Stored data
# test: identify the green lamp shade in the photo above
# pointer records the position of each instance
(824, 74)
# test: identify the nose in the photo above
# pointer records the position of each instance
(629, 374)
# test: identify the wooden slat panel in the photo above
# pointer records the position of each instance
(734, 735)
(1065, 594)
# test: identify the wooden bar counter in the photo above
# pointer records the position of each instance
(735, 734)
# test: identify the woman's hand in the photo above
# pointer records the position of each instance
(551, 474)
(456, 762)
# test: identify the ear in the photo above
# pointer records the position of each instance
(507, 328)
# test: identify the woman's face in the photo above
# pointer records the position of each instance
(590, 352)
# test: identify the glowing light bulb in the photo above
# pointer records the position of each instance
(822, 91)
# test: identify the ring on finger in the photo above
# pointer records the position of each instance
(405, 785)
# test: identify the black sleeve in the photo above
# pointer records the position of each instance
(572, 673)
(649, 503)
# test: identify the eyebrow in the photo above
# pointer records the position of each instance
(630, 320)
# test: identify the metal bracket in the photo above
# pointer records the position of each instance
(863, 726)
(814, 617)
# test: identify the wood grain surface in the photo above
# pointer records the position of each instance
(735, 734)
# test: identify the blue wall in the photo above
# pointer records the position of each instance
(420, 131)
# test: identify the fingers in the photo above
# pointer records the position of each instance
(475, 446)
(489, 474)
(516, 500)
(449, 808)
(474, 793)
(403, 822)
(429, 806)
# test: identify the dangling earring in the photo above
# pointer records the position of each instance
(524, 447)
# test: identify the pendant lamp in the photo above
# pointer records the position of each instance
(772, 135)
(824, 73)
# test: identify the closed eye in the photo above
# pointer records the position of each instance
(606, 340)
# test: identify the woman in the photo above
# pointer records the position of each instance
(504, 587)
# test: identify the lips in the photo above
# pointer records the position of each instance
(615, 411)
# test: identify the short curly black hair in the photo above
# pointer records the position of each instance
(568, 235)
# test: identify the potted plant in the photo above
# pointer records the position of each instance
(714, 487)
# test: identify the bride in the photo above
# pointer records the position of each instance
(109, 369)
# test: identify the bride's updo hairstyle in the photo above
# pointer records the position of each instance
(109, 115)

Set problem ::
Could you edit the data from the line containing "# test: identify the closed" through the last line, changing "position" to "location" and leaving everything else as it is, and then give those lines back?

Written answer ::
# test: identify the closed eye in the photo above
# pointer records the location of each instance
(606, 340)
# test: identify the woman in the photo above
# pointer records the location of each instance
(504, 587)
# test: identify the lips in the photo above
# pointer records the location of each instance
(615, 411)
# test: identify the short curly black hair in the photo above
# pointer records the location of each instance
(568, 235)
# test: identify the potted plant in the photo above
# pointer records the location of each instance
(714, 487)
# test: identify the bride in the photo above
# pointer records the location of each instance
(109, 369)
# test: identify the bride's updo hairstyle in the photo above
# pointer records the location of each instance
(109, 115)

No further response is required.